→ **TEXT PASSAGE**:
_____

[Bug]: KVCacheManagerV2: windowed pool min_slots underflow causes scheduler deadlock at high concurrency

### System Info

CPU architecture: x86_64
CPU/Host memory size: 2.0 TiB
GPU properties
GPU name: NVIDIA H100-like (SM89)
GPU memory size: 40 GiB KV cache budget (per-rank)
Libraries
TensorRT-LLM branch: main (merge-base commit 035de5d185)
TensorRT-LLM version: 0.19.0.dev
TensorRT: 10.13.2
PyTorch: 2.9.0
CUDA: 12.9
OS: Ubuntu 24.04.2 LTS
Python: 3.12.3
$ pip show tensorrt_llm tensorrt torch
Name: tensorrt_llm
Version: 0.19.0.dev
Name: tensorrt
Version: 10.13.2
Name: torch
Version: 2.9.0

### Who can help?

_No response_

### Information

- [ ] The official example scripts
- [ ] My own modified scripts

### Tasks

- [ ] An officially supported task in the `examples` folder (such as GLUE/SQuAD, ...)
- [ ] My own task or dataset (give details below)

_____

→ **DATA TO EXAMINE**:

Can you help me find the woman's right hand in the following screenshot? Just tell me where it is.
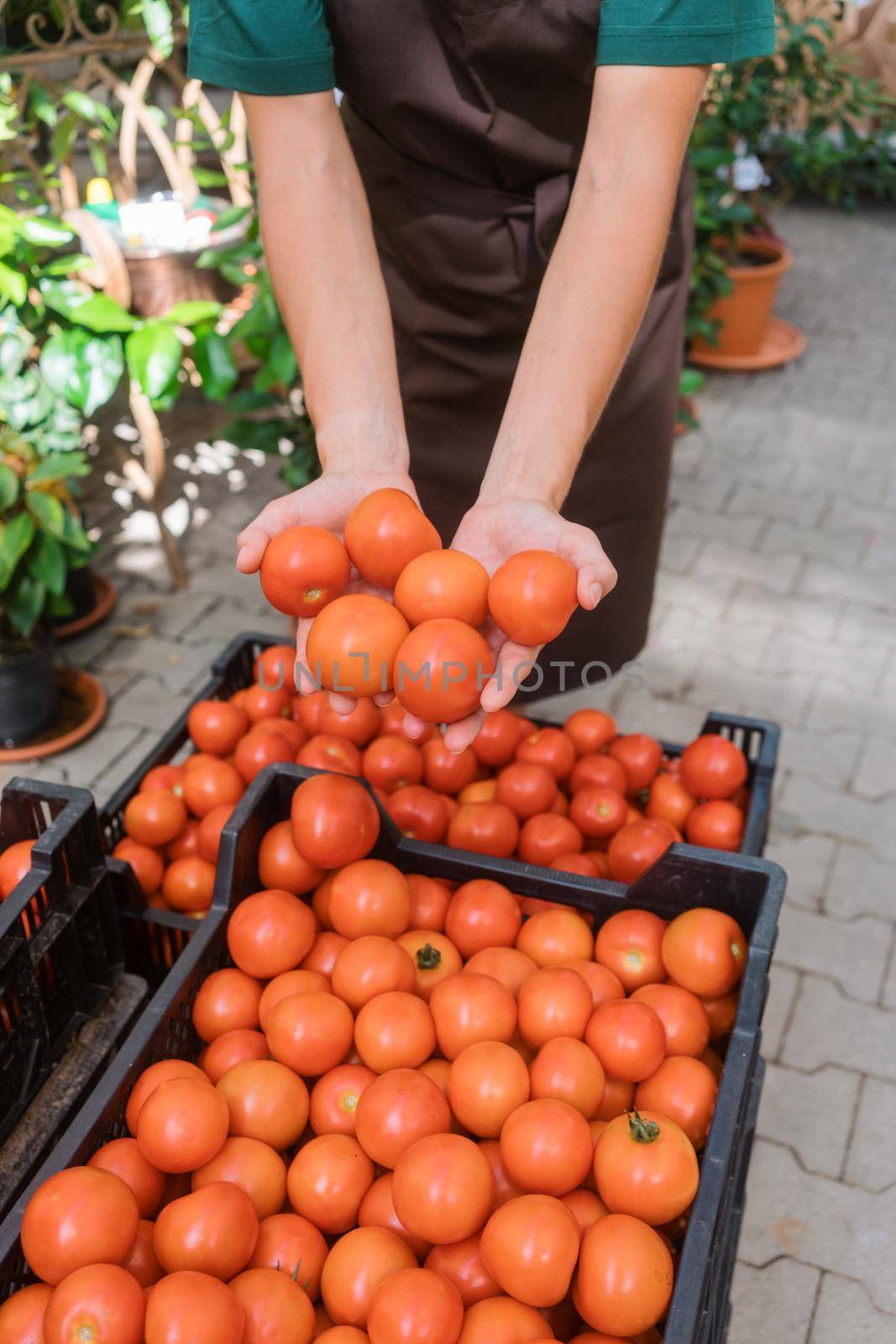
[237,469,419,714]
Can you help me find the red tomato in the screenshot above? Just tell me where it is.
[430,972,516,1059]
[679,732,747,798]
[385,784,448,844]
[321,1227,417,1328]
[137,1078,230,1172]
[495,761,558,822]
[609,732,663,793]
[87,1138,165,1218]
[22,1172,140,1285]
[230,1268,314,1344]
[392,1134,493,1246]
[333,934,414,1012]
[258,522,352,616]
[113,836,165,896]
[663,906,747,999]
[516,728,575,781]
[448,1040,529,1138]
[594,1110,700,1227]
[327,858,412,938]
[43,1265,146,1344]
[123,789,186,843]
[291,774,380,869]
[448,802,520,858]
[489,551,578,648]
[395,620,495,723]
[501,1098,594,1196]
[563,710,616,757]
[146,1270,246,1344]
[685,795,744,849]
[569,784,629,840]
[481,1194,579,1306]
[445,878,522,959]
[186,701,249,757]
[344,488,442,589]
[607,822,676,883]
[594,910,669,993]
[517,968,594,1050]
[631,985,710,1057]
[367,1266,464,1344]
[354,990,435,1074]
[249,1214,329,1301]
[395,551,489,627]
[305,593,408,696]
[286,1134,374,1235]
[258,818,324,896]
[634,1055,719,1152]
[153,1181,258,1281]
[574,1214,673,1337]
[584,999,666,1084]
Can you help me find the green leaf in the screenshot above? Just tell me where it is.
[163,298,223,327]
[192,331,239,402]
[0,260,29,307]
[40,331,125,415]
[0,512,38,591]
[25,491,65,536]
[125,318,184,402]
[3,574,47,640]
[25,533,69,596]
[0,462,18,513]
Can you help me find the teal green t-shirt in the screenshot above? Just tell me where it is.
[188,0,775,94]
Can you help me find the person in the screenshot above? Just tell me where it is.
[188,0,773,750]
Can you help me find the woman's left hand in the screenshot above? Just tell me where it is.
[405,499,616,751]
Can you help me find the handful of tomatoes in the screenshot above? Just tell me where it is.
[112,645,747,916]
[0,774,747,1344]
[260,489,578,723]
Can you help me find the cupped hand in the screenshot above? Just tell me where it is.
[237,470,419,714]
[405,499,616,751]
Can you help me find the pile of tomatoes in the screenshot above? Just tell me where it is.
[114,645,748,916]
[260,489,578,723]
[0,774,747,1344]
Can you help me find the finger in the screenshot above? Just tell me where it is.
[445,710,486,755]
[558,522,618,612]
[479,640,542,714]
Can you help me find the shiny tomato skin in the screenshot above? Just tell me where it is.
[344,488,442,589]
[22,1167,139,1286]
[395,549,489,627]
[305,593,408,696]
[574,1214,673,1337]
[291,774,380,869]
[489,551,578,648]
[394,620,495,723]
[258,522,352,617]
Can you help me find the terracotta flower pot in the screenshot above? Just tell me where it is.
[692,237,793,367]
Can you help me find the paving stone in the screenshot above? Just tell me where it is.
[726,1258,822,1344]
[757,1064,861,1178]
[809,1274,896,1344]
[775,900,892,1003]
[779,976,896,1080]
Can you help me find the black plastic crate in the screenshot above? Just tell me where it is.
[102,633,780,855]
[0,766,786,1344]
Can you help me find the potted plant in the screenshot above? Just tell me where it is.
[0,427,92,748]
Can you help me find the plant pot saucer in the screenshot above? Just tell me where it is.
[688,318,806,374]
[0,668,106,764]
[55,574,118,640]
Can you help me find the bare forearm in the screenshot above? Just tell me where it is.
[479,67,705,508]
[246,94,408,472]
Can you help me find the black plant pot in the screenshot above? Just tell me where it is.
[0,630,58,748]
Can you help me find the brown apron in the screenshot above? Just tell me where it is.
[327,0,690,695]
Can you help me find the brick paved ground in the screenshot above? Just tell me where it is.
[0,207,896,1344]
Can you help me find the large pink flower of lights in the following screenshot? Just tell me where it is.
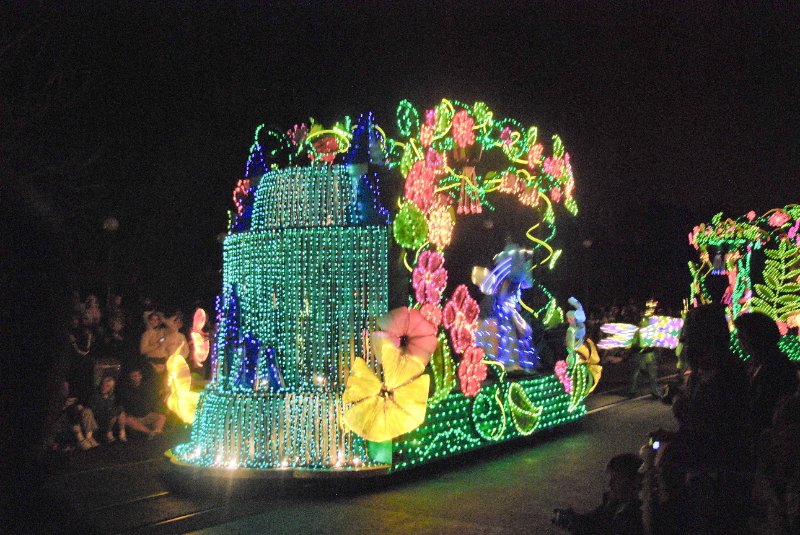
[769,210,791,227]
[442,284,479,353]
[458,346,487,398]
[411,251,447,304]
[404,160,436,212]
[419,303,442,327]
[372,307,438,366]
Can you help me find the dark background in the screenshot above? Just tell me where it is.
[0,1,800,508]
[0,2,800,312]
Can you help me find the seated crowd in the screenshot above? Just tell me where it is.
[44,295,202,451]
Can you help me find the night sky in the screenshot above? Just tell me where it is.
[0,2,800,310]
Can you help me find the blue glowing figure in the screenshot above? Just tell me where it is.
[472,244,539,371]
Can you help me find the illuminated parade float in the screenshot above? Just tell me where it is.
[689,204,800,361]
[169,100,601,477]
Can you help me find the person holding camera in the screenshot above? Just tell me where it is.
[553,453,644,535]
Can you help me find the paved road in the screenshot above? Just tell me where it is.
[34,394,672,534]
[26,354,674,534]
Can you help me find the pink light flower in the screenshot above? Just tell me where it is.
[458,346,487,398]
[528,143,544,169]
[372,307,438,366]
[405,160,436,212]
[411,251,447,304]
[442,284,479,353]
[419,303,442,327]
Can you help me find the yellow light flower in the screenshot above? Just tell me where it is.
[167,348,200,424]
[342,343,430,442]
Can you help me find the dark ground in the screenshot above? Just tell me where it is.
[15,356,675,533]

_____

→ **PARTS OF THE EXERCISE**:
[1] According to the bug report's title, what causes the scheduler deadlock in KVCacheManagerV2, and under what condition does it occur?
[2] Write the next part of the KVCacheManagerV2 bug report, starting right after its last line.
The records have no connection to the text.

→ **ANSWERS IN ORDER**:
[1] The deadlock is caused by an underflow of `min_slots` in the windowed pool of KVCacheManagerV2. It occurs at high concurrency.

[2]
### Reproduction

Problem
When using KVCacheManagerV2 with multiple pool groups containing windowed attention types (e.g., SWA with window_size < tokens_per_block), the computed min_slots for windowed pools can be as low as 1, causing scheduler deadlock when concurrent decode requests exceed that limit.

This affects any model with heterogeneous KV cache pools where some pools use windowed eviction — not just DeepSeek-V4.

Root Cause
_build_cache_config() constructs typical_step with max_batch_size - 1 decode requests using capacity=max_seq_len and history_length=generation_history_length. For windowed pools, the stale range consumes nearly all blocks:

Example (DeepSeek-V4, tokens_per_block=256, max_seq_len=137984):

total_blocks = ceil(137984 / 256) = 539

Pool Group 0 (SWA, window=128):
  stale_end = (137983 + 1 - 128) // 256 = 538
  non_stale = 539 - 538 = 1     ← only 1 slot per request!

Pool Group 1 (no window):
  stale = 0
  non_stale = 539               ← full allocation

Pool Group 2 (window=8):
  stale_end = (137983 + 1 - 8) // 256 = 538
  non_stale = 539 - 538 = 1     ← only 1 slot per request!
The resulting min_slots = [1, 539, 1] for [SWA, COMPRESS, STATE]. Since each decode request needs exactly 1 slot in windowed pools, min_slots=1 means only 1 concurrent decode request can be served — any more will deadlock the V2 scheduler.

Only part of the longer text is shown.